My second revisit was to a German evening class at Goldsmith's College, taught by the excellent Helen Winter. Helen's teaching was very well adapted to the work and lives of her students - there were frequent references to Die Wecker and Das Wirtshaus - Wo findet man Studenten? In einem Wirtshaus - and it helped, but the goal for my fellow students was O level, and I could find no A level evening class in the whole of London. The consolidation was valuable, but I got no further.
Third time was with Hans -"der kann's" - Lange, who is now teaching in Thailand. I was by now working as a schools inspector, and had a gap in work caused by yet another reorganisation with Ofsted. Hans uses a conversational style, but with a slow pace that ensures that students understand. We would have a two-hour session at his house, and he had an interesting technique of being slightly provokative in what he said, so that you were stimulated to argue with him. At the same time, I bought and studied Hammer's Grammar, German books and watched films. I finally got the hang of German grammar, and began to understand its methods of constructing vocabulary by putting words together, with recurring themes and prefixes - eg Umfrage, Umlaut, Umwelt, Umschulumg. I have not spent enough time in Germany to become as fluent as I became after a year in France, but I can read with a good level of understanding, and have passed the tipping point, at which I know enough to be able to use it cut down to size what I don't know.
So, what are the implications for teaching?
1. We need to be honest. Learning German is challenging. I asked a pupil once what he thought this meant, and the reply was, "It's hard, but you can do it." This principle applies to learning any new language, as it must be able to convey the thoughts of all of its users, which may well be complex as well as simple. Attempts to over-simplify the language, for example by not teaching case endings at GCSE, lead to frustration, confusion, and the unacceptable rate of dropout between GCSE and A level.
2. We need to teach spoken and written language together, so that children can use all channels of communication to build understanding. Umlauts need to be explained as shortcuts that avoid adding an extra letter to words. Other elements of German spelling are phonetically regular, which makes them easy to understand. ICT makes it much easier to demonstrate the connections than it used to be.
3. Presenting people with two many difficulties at once overloads the brain, prevents neural connections from forming, and leads to frustration and failure. This was the problem with my crash course, and with my first attempt to revisit the language as a student. It is clearer if each variation from English is unpacked and explained. At an early stage, this should include forming positive and negative sentences - straightforward - and the accusative case, which only requires a variation in the companion words when the noun is masculine. Presenting what is sometimes known as "the grid" as a single step is too complicated. Genitive is straightforward once the idea of possession is understood and the learner understands that German speakers approach it in a different way. The really difficult case is the dative, which needs careful explanation and a lot of practice.

_ _ _ _ _ _ _

* **Exercise instructions**: Repeat verbatim the part of the account of learning German starting with "1. We need to" and going on through "used to be.".

* **Available data**:
_ _ _ _ _ _ _

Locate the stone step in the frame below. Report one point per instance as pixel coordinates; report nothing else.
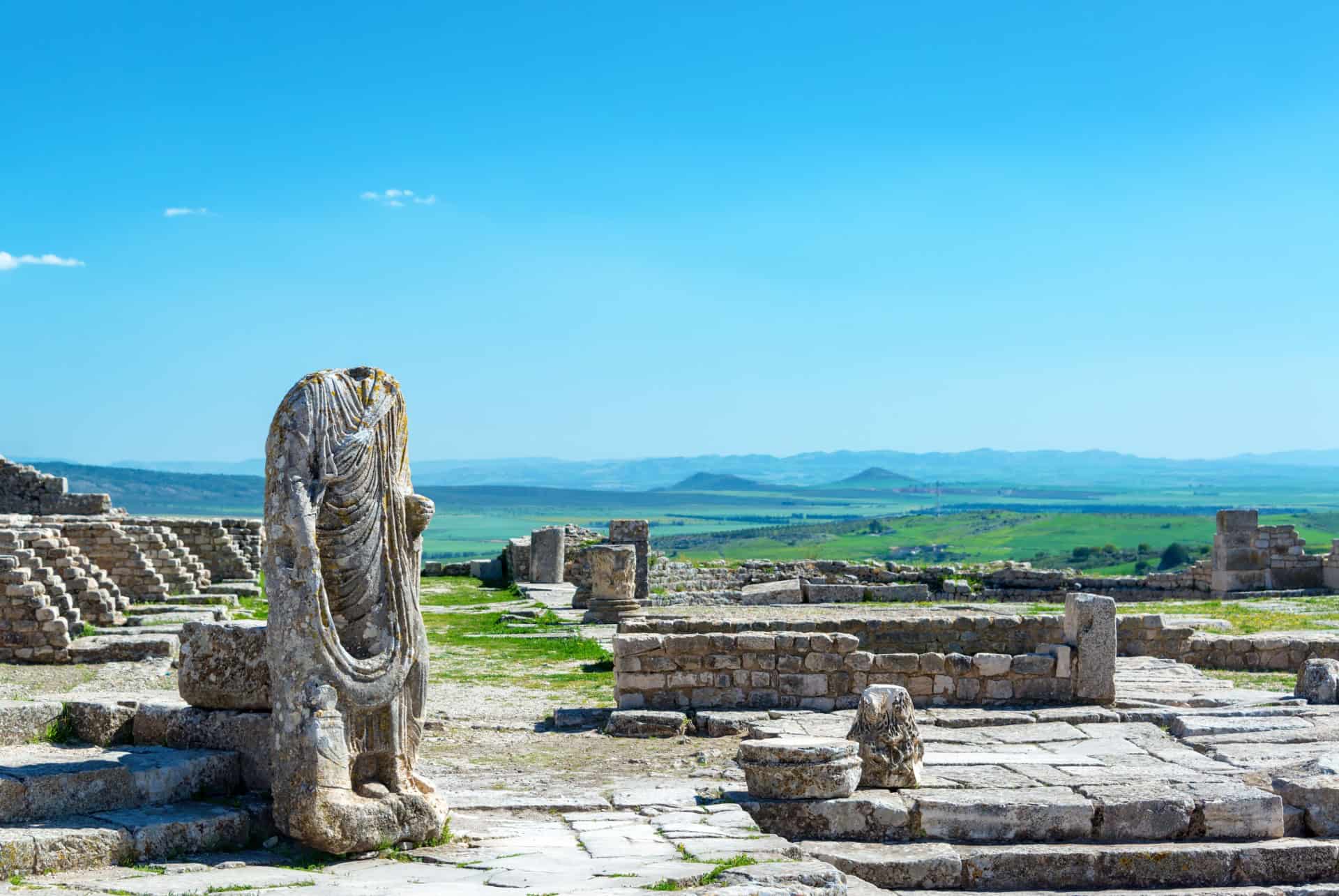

_ _ _ _ _ _ _

* **Solution to this problem**:
1. We need to be honest. Learning German is challenging. I asked a pupil once what he thought this meant, and the reply was, "It's hard, but you can do it." This principle applies to learning any new language, as it must be able to convey the thoughts of all of its users, which may well be complex as well as simple. Attempts to over-simplify the language, for example by not teaching case endings at GCSE, lead to frustration, confusion, and the unacceptable rate of dropout between GCSE and A level.
2. We need to teach spoken and written language together, so that children can use all channels of communication to build understanding. Umlauts need to be explained as shortcuts that avoid adding an extra letter to words. Other elements of German spelling are phonetically regular, which makes them easy to understand. ICT makes it much easier to demonstrate the connections than it used to be.